## DIRECTIONS FOR THIS TASK:
Write out the lines below unchanged, from the line containing "Check that every instance of the climber's long" through the line containing "[(334, 325)]". Include both end lines and leave the pictures out.
<<<<
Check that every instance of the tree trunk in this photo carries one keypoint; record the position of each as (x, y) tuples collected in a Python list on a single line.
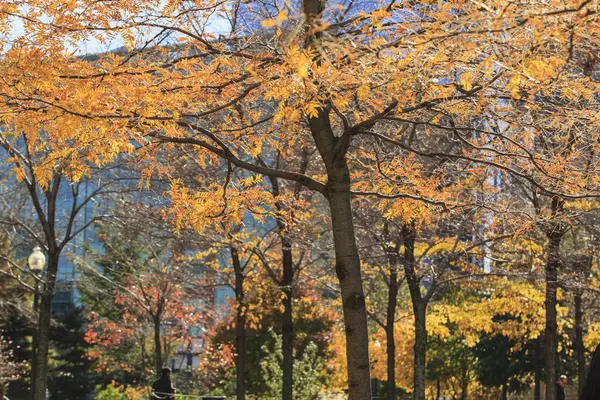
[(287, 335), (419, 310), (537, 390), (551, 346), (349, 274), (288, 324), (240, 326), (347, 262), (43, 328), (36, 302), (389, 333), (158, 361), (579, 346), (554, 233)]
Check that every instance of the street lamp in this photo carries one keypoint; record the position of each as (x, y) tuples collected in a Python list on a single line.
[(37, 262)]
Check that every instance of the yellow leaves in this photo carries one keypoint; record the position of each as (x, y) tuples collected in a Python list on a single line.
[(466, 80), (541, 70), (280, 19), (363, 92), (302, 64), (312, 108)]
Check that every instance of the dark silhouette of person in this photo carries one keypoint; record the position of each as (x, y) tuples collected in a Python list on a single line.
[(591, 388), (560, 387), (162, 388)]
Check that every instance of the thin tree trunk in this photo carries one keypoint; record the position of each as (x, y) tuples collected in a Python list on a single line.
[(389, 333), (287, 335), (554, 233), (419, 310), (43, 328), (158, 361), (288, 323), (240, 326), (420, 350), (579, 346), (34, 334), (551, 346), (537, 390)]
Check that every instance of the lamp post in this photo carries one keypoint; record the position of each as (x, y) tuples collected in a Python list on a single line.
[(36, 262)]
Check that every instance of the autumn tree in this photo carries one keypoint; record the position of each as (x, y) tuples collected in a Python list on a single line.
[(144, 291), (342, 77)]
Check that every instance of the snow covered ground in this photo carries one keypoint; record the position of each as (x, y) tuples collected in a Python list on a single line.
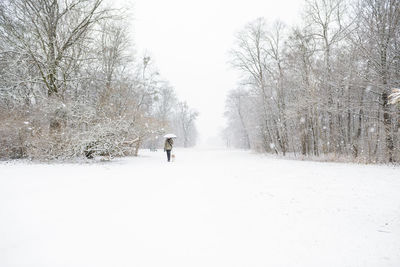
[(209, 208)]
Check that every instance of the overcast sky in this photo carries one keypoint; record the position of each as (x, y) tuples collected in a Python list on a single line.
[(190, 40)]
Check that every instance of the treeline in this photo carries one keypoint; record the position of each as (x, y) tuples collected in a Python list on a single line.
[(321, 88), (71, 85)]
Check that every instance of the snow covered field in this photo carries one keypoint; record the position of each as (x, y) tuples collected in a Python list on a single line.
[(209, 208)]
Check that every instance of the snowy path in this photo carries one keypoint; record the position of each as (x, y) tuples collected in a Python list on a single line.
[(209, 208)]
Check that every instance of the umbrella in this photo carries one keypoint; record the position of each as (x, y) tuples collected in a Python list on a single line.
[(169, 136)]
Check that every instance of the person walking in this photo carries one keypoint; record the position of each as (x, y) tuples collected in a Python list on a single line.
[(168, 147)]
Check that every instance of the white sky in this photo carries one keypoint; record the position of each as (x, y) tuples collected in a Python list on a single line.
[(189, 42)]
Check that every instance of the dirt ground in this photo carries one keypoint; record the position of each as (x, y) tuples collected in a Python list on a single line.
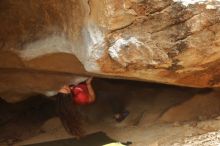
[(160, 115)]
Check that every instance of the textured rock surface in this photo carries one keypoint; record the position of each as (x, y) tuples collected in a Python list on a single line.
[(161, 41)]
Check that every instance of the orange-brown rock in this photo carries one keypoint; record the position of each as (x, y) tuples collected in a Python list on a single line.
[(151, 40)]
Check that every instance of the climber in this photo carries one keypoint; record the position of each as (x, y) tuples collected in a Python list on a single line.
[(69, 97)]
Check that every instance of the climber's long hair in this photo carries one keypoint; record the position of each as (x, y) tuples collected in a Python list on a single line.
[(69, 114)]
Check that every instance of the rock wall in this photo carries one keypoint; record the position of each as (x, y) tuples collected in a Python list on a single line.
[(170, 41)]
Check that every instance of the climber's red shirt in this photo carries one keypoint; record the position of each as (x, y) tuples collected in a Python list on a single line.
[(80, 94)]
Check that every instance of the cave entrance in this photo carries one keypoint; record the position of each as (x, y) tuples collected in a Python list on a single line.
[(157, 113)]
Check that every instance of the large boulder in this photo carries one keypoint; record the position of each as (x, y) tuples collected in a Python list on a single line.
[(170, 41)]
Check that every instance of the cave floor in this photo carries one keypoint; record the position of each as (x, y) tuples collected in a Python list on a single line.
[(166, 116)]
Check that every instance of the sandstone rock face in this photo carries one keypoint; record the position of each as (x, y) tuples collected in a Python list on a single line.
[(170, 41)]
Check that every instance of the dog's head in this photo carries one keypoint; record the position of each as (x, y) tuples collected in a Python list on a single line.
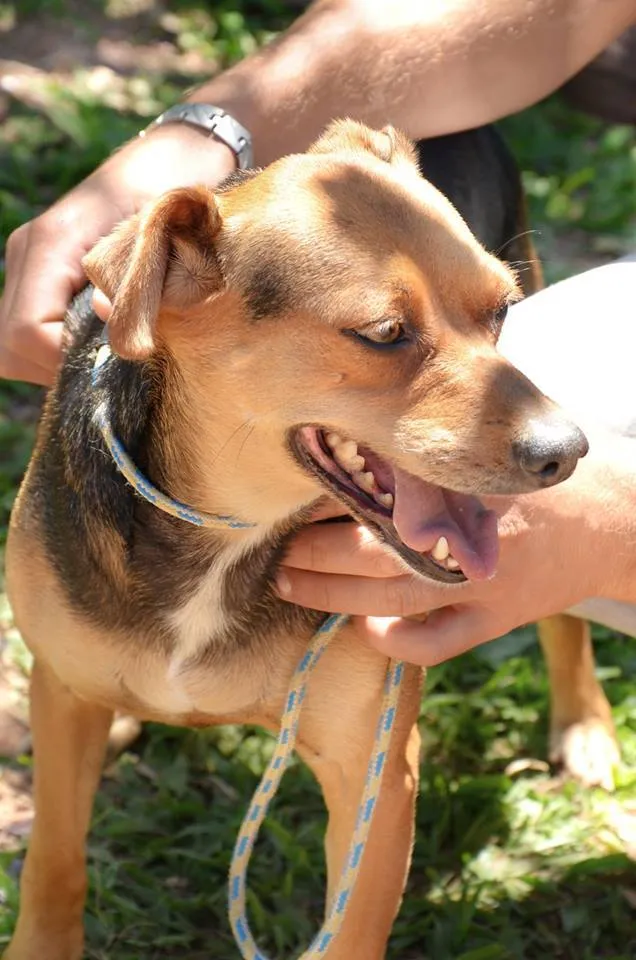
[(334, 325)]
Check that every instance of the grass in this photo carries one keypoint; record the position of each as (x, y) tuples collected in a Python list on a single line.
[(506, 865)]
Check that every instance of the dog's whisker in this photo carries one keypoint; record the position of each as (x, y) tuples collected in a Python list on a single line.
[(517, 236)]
>>>>
<<<<
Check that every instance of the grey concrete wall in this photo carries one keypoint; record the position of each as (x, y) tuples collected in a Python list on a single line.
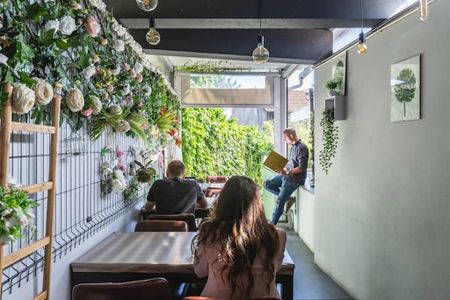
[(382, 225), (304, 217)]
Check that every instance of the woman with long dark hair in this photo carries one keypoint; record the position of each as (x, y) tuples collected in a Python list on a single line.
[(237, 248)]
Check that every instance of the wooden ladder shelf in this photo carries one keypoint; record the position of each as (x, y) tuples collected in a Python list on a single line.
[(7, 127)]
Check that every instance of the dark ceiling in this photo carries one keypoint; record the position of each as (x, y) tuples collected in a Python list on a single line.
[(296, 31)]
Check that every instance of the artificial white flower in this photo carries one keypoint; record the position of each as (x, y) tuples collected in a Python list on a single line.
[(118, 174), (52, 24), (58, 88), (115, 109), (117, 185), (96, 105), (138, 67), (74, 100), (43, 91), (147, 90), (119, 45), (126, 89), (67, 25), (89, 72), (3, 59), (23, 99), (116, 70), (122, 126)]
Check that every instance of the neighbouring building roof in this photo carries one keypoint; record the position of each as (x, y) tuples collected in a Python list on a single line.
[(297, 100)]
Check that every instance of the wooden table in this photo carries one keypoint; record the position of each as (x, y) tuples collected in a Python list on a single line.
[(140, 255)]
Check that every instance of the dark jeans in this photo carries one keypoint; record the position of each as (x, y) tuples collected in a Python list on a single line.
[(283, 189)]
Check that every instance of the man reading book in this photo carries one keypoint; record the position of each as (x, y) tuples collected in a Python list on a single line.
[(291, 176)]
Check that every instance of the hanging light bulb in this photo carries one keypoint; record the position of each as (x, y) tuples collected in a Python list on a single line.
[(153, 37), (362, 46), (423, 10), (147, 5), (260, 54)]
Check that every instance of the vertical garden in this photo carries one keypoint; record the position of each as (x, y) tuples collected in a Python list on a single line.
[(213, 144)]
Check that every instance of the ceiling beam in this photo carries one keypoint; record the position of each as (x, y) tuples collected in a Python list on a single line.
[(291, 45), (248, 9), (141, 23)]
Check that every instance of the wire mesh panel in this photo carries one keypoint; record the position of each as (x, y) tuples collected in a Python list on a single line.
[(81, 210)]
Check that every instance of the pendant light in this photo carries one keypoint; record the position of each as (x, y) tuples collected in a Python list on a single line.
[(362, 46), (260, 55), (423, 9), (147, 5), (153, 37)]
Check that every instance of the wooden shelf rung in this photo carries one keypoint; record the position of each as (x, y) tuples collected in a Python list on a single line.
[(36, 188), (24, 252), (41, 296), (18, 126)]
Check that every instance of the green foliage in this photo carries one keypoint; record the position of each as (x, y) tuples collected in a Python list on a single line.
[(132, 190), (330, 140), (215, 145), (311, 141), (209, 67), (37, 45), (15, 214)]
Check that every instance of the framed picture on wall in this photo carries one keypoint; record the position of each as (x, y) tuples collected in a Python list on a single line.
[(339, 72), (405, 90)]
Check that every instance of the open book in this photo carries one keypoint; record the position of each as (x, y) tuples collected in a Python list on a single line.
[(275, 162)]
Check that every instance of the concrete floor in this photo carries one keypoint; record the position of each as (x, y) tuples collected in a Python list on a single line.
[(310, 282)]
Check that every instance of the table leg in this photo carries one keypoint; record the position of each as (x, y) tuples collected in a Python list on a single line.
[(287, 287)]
>>>>
## EXERCISE OUTPUT:
Check that every instance of the climber's long hair in this photo carries one keypoint; record the position of each as (x, y) tuples collected in a Python list on a single line.
[(69, 114)]
Check that every instance of the rock wall in this photo carries one keypoint; record the position of each as (x, y) tuples collected in a Python list on a single line.
[(170, 41)]
Check that every instance of the climber's red shirt in this photo carries one keypoint; record the position of each as (x, y) tuples collected in a Python list on a single line.
[(80, 94)]
Check that every instance of the cave entrance in this photo carries one keypoint; record the position of each as (x, y) tuples collected in a Python list on a single line.
[(157, 113)]
Check that every instance of the large boulder in this photo carries one keypoint; record the position of each as (x, y) tuples collected in a Python list on a single line.
[(170, 41)]
Check that every instance of the cave floor in this photo carries one keypoint; record the position of each as (x, y) tuples collected in a Python list on a single line.
[(166, 116)]
Check that every instance of the sandstone rock face in this photo carries one keypoint; record the position of each as (x, y) tuples collected in a Python list on a single line.
[(170, 41)]
Check that every instance of the dog's head in this photo carries one keypoint; record the position of each as (x, y) tuples collected in a Python list on a single line.
[(334, 325)]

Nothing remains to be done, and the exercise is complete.